(Records from a point-labeling set)
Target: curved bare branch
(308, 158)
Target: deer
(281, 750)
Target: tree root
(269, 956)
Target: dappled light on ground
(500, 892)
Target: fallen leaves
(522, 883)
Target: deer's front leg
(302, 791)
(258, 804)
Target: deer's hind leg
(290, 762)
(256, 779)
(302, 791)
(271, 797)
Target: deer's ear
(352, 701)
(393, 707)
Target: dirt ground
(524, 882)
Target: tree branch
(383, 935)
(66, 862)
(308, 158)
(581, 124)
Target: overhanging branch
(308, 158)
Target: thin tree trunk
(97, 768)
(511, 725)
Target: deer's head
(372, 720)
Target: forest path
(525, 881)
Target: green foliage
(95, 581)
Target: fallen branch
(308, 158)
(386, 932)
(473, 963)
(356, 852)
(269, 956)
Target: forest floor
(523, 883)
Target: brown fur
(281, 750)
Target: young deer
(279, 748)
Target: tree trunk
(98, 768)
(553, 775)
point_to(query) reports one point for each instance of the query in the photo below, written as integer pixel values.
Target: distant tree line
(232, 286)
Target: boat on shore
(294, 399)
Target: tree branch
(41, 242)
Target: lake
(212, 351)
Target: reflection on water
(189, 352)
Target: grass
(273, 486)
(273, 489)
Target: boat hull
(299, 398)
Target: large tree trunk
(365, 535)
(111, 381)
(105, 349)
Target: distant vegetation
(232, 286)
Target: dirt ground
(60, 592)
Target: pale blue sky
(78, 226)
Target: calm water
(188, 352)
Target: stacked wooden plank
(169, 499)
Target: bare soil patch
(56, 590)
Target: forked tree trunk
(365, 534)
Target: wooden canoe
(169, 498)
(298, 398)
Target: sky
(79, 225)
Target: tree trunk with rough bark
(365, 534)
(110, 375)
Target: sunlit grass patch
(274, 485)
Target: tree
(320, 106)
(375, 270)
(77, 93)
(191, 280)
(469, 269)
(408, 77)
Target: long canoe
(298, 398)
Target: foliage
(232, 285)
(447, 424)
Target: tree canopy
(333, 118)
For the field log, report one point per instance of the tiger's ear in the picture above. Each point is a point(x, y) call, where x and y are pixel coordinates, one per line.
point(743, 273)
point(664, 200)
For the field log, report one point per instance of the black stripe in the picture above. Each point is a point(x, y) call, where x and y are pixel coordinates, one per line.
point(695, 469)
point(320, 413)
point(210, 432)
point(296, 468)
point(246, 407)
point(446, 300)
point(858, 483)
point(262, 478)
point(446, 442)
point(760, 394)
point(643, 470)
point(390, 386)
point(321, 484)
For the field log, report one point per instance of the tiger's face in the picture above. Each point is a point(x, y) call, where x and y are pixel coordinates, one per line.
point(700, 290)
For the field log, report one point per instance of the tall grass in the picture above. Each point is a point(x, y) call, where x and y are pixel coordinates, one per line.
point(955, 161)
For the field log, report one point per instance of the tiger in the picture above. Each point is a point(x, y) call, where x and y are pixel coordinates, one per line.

YOUR OBJECTIVE: Return the lines from the entries above verbatim, beginning with the line that contains "Target: tree canopy" and continuing through the line that contains "point(664, 200)". Include both of those lines.

COMPLETE OUTPUT:
Target: tree canopy
(333, 118)
For the field log, report one point per instance of the tiger's ear in the picture above. Each point is a point(x, y) call, where x and y are pixel coordinates, one per line.
point(743, 273)
point(664, 200)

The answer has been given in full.